— Task to carry out —
Of the material below, the lines to be retyped are those from the line containing "Target: shoreline" through the line containing "indicate the green", inclusive; reproduce them exactly.

— Provided entries —
------------------------------------

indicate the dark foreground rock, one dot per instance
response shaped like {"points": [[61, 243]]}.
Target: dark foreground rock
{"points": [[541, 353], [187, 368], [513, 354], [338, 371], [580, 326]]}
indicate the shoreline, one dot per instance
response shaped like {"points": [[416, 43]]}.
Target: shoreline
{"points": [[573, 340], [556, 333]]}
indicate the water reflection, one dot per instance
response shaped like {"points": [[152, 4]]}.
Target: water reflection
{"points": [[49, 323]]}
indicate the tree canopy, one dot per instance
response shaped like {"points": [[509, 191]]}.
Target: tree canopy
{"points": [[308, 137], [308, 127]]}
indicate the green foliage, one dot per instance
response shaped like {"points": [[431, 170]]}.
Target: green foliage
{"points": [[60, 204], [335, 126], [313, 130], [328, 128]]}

------------------------------------

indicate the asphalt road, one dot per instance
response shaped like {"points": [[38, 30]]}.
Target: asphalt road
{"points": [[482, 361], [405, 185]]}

------------------------------------

— Response area —
Target: shoreline
{"points": [[573, 340], [556, 333]]}
indicate the water reflection, one dot per instance
response shaped like {"points": [[152, 4]]}.
Target: water reflection
{"points": [[49, 323]]}
indicate the tree canopy, one dot per instance
response shaped like {"points": [[509, 191]]}.
Target: tree canopy
{"points": [[308, 137], [308, 127]]}
indicate the green foliage, one dot per instance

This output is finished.